> _TASK DIRECTIONS_: Exactly as they appear, copy the lines of the listing from the one containing "Drop one point on every instance of the wet" through the final line, both included, and nothing else.

> _EXERCISE DATA_:
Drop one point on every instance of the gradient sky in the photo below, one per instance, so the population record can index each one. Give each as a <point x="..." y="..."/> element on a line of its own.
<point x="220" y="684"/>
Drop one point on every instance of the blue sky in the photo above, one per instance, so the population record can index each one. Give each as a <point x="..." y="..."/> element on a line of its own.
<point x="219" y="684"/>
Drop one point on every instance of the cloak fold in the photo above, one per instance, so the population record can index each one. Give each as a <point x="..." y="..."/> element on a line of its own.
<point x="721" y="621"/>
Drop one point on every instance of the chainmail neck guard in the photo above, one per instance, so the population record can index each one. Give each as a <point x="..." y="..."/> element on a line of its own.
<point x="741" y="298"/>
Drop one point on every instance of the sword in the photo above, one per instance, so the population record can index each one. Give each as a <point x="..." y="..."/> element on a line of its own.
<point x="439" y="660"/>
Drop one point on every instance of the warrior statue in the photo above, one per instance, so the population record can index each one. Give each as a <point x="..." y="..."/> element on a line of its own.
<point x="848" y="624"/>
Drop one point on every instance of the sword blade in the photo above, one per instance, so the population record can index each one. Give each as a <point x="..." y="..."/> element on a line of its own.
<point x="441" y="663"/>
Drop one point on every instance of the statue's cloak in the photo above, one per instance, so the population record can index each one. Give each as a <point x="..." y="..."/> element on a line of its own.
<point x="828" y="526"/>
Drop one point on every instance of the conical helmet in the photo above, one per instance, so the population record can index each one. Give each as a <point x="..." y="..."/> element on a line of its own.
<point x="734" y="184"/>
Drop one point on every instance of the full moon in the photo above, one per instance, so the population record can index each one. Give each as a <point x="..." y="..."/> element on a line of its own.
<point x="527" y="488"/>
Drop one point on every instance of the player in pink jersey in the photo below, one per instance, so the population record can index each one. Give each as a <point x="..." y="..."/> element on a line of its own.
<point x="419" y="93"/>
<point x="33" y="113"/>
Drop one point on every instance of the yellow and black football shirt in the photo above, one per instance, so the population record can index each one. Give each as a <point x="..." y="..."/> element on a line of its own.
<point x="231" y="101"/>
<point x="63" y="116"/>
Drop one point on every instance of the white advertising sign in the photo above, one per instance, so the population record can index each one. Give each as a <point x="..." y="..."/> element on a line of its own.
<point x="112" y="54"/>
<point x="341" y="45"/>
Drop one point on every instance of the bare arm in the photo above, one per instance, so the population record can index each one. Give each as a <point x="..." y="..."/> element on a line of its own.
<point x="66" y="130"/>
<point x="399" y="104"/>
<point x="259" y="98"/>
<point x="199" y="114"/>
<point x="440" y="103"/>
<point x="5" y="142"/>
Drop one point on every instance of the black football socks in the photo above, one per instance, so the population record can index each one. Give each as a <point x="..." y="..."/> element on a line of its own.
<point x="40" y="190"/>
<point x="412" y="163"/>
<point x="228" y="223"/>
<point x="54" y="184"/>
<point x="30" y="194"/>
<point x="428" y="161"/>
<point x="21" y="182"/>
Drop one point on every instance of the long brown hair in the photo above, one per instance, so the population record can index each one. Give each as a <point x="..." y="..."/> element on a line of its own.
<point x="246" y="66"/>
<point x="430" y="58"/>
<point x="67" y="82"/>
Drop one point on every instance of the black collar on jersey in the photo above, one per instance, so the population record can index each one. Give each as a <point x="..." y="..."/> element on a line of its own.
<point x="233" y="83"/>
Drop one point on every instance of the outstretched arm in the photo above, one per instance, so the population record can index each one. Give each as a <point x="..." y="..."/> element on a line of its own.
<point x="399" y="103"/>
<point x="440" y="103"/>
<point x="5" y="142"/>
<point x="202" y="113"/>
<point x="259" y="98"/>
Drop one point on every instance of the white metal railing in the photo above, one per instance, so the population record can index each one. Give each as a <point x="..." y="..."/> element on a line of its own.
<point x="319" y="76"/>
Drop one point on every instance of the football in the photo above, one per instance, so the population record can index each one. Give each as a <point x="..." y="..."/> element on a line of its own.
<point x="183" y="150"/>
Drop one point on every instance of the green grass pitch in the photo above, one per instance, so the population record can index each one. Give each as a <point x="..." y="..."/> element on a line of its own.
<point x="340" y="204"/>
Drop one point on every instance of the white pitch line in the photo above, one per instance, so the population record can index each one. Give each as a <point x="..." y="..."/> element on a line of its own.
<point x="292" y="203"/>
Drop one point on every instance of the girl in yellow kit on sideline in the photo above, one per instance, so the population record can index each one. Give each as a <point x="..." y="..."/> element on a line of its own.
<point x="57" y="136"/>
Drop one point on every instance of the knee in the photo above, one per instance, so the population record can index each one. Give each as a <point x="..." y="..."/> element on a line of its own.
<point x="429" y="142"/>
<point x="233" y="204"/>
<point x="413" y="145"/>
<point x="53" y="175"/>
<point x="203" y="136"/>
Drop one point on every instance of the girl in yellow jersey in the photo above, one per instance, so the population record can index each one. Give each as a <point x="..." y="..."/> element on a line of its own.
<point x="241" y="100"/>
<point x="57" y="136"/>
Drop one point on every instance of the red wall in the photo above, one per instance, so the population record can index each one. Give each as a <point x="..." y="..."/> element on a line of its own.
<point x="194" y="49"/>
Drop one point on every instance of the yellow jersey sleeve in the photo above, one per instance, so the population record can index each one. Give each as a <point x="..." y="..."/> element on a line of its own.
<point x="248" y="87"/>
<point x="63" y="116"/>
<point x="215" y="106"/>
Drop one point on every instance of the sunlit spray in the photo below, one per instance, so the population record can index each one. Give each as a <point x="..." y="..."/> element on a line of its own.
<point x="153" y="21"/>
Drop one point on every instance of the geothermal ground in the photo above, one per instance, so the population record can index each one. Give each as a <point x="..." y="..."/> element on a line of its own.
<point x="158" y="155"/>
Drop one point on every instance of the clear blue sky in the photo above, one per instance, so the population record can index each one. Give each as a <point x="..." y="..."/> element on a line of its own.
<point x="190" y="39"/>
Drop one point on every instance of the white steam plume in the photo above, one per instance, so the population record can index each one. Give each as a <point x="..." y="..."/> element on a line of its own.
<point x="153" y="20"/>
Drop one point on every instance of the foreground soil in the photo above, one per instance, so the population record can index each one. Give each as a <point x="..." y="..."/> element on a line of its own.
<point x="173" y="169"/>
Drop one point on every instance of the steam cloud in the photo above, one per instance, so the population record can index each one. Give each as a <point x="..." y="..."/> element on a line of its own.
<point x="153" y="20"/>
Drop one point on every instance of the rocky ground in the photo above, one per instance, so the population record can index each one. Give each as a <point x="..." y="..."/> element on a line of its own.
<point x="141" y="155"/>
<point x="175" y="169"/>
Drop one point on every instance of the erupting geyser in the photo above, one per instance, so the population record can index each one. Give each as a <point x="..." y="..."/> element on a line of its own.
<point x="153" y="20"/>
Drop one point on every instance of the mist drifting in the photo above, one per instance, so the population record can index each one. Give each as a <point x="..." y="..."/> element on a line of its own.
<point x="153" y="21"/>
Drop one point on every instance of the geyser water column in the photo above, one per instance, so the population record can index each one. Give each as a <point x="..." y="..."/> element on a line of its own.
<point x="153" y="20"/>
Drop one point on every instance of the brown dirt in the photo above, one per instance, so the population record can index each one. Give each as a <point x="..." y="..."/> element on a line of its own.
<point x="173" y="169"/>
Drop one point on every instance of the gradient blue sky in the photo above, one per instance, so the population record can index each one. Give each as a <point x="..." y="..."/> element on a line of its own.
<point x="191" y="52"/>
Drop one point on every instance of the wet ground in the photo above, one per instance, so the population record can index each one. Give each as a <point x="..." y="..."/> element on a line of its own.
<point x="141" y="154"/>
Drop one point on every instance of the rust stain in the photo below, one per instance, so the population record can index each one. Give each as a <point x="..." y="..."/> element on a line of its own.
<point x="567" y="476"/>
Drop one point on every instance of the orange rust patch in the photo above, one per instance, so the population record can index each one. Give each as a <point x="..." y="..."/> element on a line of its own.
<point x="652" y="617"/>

> _TASK OUTPUT_:
Drop one point on every instance of the wet ground in the photo above, one per instance, so the population record can index each one. Give each as a <point x="..." y="..."/> element on a line of its own.
<point x="141" y="154"/>
Drop one point on every instance of the rust stain in the photo below, one per instance, so the population record can index each one. Give each as a <point x="..." y="..."/> element on a line of its own.
<point x="567" y="476"/>
Drop one point on every instance of the orange rust patch in the photo above, one per instance, so the population record can index each one. Give each as a <point x="..." y="..."/> element on a line of its own.
<point x="652" y="617"/>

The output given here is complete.